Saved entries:
☆ ☆ ☆ ☆ ☆

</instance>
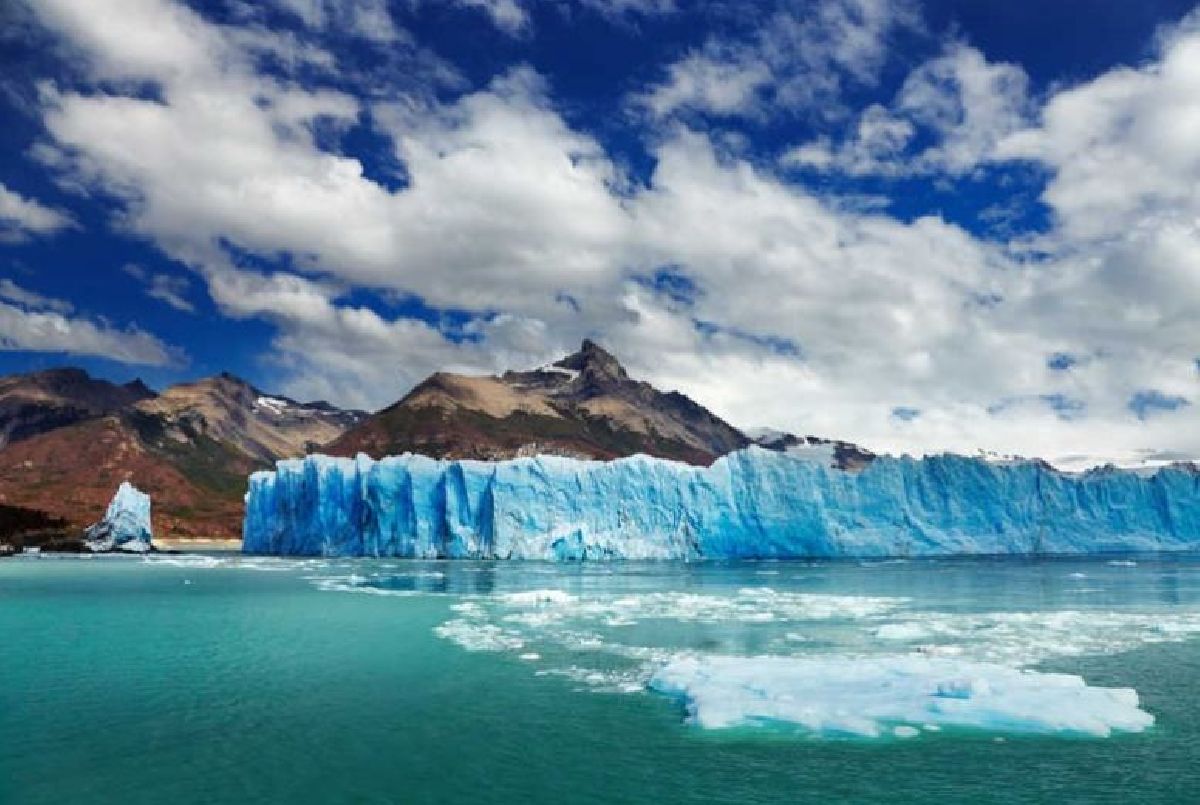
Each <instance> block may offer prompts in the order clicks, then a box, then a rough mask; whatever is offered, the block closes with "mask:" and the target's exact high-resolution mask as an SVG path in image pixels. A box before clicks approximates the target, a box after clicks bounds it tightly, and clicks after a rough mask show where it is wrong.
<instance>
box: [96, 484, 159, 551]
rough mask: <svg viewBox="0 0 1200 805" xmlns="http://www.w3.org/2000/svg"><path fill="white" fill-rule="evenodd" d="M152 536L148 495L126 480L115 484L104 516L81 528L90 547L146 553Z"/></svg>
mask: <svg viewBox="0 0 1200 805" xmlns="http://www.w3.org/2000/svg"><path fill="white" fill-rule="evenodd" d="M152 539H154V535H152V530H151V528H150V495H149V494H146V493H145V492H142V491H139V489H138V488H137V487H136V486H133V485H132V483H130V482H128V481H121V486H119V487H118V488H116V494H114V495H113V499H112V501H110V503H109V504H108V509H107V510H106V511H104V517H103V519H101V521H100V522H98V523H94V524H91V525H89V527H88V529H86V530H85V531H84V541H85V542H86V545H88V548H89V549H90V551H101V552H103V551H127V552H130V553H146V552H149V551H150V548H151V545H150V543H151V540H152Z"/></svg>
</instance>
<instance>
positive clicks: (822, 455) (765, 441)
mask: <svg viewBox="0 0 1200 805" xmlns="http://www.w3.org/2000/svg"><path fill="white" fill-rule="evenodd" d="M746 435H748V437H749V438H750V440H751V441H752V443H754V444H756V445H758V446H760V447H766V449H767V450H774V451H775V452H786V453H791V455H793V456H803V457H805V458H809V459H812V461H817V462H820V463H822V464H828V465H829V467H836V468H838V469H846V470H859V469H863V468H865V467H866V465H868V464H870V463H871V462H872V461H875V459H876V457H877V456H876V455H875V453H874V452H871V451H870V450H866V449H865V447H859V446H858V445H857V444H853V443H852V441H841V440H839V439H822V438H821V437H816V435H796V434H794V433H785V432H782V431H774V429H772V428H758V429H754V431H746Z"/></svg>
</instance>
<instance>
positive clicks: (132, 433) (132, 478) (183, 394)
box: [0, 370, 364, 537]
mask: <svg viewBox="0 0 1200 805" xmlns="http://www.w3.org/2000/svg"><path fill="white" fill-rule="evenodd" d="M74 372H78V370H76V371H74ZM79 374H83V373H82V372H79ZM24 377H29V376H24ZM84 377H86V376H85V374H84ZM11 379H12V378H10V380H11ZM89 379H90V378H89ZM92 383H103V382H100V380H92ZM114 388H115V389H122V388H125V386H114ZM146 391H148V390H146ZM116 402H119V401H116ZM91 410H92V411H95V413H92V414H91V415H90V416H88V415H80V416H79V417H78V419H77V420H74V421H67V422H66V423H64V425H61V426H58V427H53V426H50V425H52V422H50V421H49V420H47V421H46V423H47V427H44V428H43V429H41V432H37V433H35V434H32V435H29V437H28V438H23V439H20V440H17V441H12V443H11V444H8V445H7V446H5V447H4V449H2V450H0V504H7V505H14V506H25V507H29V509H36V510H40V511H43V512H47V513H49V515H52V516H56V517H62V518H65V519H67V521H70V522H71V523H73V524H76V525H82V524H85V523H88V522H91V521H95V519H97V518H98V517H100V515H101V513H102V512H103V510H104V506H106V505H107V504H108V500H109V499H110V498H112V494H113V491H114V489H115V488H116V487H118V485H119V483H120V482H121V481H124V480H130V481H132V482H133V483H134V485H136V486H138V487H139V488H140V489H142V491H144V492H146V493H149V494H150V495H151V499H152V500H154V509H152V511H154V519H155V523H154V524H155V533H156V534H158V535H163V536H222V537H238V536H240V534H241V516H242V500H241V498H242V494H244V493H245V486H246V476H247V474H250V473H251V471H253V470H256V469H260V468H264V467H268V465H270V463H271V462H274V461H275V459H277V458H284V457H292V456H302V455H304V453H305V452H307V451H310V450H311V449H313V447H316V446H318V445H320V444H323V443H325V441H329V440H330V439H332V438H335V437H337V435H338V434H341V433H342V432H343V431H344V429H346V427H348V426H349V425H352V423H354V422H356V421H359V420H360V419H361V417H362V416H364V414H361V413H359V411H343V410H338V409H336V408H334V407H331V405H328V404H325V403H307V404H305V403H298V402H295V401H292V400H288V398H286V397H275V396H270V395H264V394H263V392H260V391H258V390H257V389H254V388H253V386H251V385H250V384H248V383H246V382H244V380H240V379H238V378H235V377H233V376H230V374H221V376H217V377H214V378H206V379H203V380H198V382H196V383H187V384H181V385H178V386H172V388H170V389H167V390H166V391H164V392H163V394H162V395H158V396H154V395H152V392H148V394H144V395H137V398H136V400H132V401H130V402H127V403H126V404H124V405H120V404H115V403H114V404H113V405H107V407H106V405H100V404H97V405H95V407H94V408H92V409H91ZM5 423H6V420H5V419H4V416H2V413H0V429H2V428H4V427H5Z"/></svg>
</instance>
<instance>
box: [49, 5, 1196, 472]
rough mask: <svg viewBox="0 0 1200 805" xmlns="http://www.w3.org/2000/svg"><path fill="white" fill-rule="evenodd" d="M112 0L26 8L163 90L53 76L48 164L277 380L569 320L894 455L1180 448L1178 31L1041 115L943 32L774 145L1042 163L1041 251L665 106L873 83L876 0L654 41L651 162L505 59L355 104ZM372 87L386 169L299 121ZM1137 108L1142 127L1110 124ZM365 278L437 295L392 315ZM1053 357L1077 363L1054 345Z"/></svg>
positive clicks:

☆ ☆ ☆ ☆ ☆

Problem to work on
Replace every "positive clicks" in the lines above with "foreground clicks", and reproduce the lines otherwise unchanged, without the pictures.

Response to this task
</instance>
Each <instance> block may offer prompts in the order clicks, then a box, then a rough mask; whatever is offered, the block closes with "mask:" and the target's exact high-resolution mask as an SVG path in image pixels. A box before clicks approximates the target, a box after clicks bounds it tightly, and clicks after a rough mask show where it is wrong.
<instance>
box: [96, 484, 159, 551]
rough mask: <svg viewBox="0 0 1200 805" xmlns="http://www.w3.org/2000/svg"><path fill="white" fill-rule="evenodd" d="M152 536L148 495L126 480L115 484L104 516L81 528L90 547L146 553Z"/></svg>
mask: <svg viewBox="0 0 1200 805" xmlns="http://www.w3.org/2000/svg"><path fill="white" fill-rule="evenodd" d="M152 539H154V535H152V530H151V528H150V495H149V494H146V493H145V492H142V491H139V489H138V488H137V487H136V486H133V485H132V483H130V482H128V481H121V486H119V487H118V488H116V494H114V495H113V499H112V501H110V503H109V504H108V509H107V510H106V511H104V517H103V519H101V521H100V522H98V523H94V524H91V525H89V527H88V529H86V530H85V531H84V541H85V542H86V545H88V548H89V549H90V551H101V552H103V551H127V552H130V553H146V552H149V551H150V548H151V545H150V543H151V540H152Z"/></svg>
</instance>
<instance>
foreground clicks: (822, 455) (765, 441)
mask: <svg viewBox="0 0 1200 805" xmlns="http://www.w3.org/2000/svg"><path fill="white" fill-rule="evenodd" d="M746 435H748V437H749V438H750V440H751V441H752V443H754V444H756V445H758V446H760V447H766V449H767V450H774V451H775V452H786V453H791V455H793V456H803V457H805V458H809V459H812V461H817V462H820V463H822V464H828V465H829V467H836V468H838V469H846V470H859V469H863V468H865V467H866V465H868V464H870V463H871V462H872V461H875V459H876V457H877V456H876V455H875V453H874V452H871V451H870V450H866V449H865V447H859V446H858V445H857V444H853V443H852V441H841V440H839V439H822V438H821V437H816V435H796V434H794V433H785V432H782V431H774V429H772V428H758V429H754V431H746Z"/></svg>
</instance>
<instance>
foreground clicks: (132, 433) (132, 478) (183, 394)
box: [0, 370, 364, 537]
mask: <svg viewBox="0 0 1200 805" xmlns="http://www.w3.org/2000/svg"><path fill="white" fill-rule="evenodd" d="M74 372H78V370H76V371H74ZM79 374H83V373H82V372H79ZM24 377H29V376H24ZM84 377H86V376H85V374H84ZM11 379H12V378H10V380H11ZM89 379H90V378H89ZM92 383H103V382H100V380H92ZM114 388H115V389H122V388H125V386H114ZM146 391H148V390H146ZM116 402H119V401H116ZM91 410H92V411H95V413H92V414H91V415H90V416H88V415H80V416H79V417H78V419H77V420H74V421H67V422H66V423H64V425H61V426H58V427H53V426H50V425H52V422H50V421H49V420H47V421H46V423H47V427H44V428H43V429H41V432H37V433H35V434H32V435H29V437H28V438H23V439H20V440H17V441H12V443H11V444H8V445H7V446H5V447H4V449H2V450H0V504H7V505H14V506H25V507H29V509H36V510H40V511H43V512H47V513H49V515H52V516H56V517H62V518H65V519H67V521H70V522H71V523H73V524H76V525H82V524H85V523H88V522H91V521H95V519H97V518H98V517H100V515H101V513H102V512H103V510H104V506H106V505H107V504H108V500H109V499H110V498H112V494H113V491H114V489H115V488H116V487H118V485H119V483H120V482H121V481H124V480H130V481H132V482H133V483H134V485H136V486H138V487H139V488H140V489H142V491H144V492H146V493H149V494H150V495H151V499H152V500H154V509H152V511H154V519H155V523H154V524H155V533H156V534H158V535H163V536H222V537H238V536H240V534H241V516H242V500H241V498H242V494H244V493H245V486H246V476H247V474H250V473H251V471H253V470H256V469H260V468H264V467H268V465H270V463H271V462H274V461H275V459H277V458H284V457H292V456H302V455H304V453H305V452H307V451H310V450H311V449H313V447H316V446H318V445H320V444H323V443H325V441H329V440H330V439H332V438H335V437H337V435H338V434H341V433H342V432H343V431H344V429H346V427H348V426H349V425H352V423H354V422H356V421H359V420H360V419H361V417H362V416H364V414H361V413H359V411H343V410H338V409H336V408H334V407H331V405H328V404H325V403H307V404H305V403H298V402H295V401H292V400H288V398H286V397H275V396H270V395H264V394H263V392H260V391H258V390H257V389H254V388H253V386H251V385H250V384H248V383H246V382H244V380H240V379H238V378H235V377H233V376H230V374H221V376H217V377H214V378H206V379H203V380H198V382H196V383H187V384H181V385H178V386H172V388H170V389H167V390H166V391H164V392H163V394H162V395H158V396H154V395H152V392H148V394H144V395H137V398H136V400H132V401H130V402H127V403H126V404H124V405H120V404H115V403H114V404H113V405H107V407H106V405H100V404H97V405H95V407H94V408H92V409H91ZM5 423H6V420H5V419H4V416H2V413H0V429H2V428H4V427H5Z"/></svg>
</instance>
<instance>
box: [49, 5, 1196, 472]
rough mask: <svg viewBox="0 0 1200 805" xmlns="http://www.w3.org/2000/svg"><path fill="white" fill-rule="evenodd" d="M112 0L26 8L163 90L53 76L48 164L277 380L569 320L894 455L1180 448L1178 31L1041 115L943 32L774 145L1042 163L1041 251L665 106L873 83L876 0L654 41L651 162L505 59L355 104ZM372 87L386 169L299 121ZM1137 108L1142 127L1110 124ZM365 278L437 295L392 315ZM1053 357L1077 363L1054 345Z"/></svg>
foreground clicks:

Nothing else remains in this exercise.